— START —

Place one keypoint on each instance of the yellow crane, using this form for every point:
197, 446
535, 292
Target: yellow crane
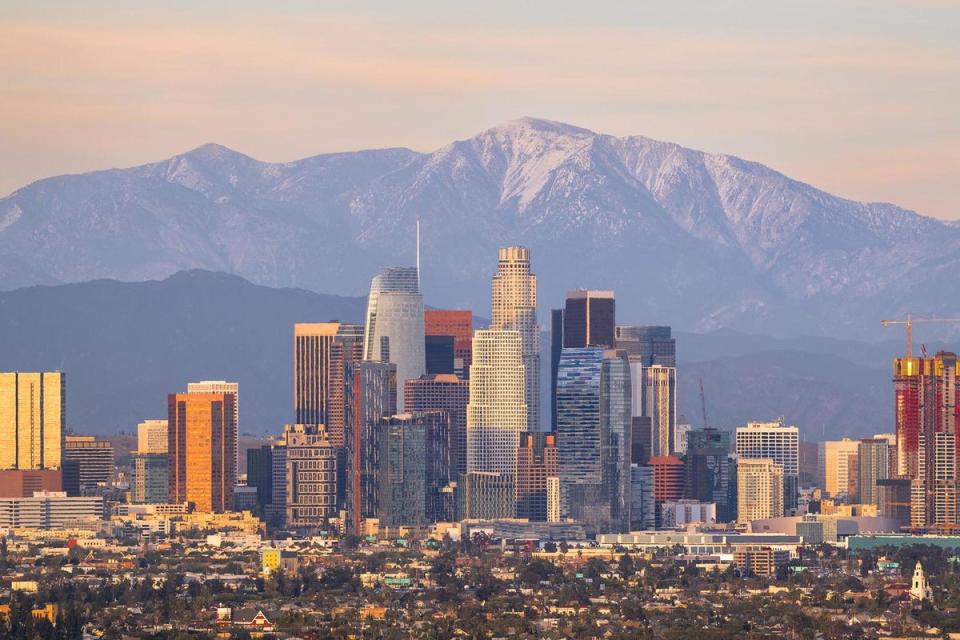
909, 321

— END —

> DIRECTIONS FOR THIS TASK:
Quote the records above verbatim, omitting the pictures from your answer.

> EXPECTED ANSWER:
Place one keypoint on each instance of the yellow crane, using this form for every point:
197, 446
535, 292
Target: yellow crane
909, 321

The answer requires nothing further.